[Collected data]
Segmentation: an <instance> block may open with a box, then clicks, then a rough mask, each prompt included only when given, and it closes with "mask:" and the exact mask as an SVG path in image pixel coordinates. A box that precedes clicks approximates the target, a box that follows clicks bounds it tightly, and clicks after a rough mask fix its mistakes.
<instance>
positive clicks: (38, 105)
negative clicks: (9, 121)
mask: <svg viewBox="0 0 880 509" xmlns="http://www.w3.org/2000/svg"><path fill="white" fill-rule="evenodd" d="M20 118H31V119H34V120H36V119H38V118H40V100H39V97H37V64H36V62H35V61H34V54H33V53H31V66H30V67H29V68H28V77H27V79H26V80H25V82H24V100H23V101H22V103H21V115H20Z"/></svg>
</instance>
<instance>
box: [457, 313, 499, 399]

--

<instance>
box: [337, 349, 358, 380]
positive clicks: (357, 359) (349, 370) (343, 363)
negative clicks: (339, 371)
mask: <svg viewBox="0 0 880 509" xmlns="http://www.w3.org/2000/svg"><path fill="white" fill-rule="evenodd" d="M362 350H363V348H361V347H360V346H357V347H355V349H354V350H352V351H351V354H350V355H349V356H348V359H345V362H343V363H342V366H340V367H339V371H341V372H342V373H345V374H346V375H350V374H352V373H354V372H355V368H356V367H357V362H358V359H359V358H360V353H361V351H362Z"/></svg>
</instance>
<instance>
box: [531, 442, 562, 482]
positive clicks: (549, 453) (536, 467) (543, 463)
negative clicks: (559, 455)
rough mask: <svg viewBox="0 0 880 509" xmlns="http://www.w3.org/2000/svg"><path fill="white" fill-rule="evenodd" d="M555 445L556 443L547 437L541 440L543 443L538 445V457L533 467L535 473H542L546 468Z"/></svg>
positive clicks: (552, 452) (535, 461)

**What is required:** Word for word, restate the lines above from the line containing "negative clicks: (559, 455)" through the line containing "positive clicks: (552, 452) (535, 461)", with both included and nothing else.

**Completed task:**
negative clicks: (559, 455)
rough mask: <svg viewBox="0 0 880 509" xmlns="http://www.w3.org/2000/svg"><path fill="white" fill-rule="evenodd" d="M555 445L556 443L547 437L541 440L543 443L538 445V457L533 467L535 473H542L546 468Z"/></svg>
positive clicks: (552, 452) (535, 461)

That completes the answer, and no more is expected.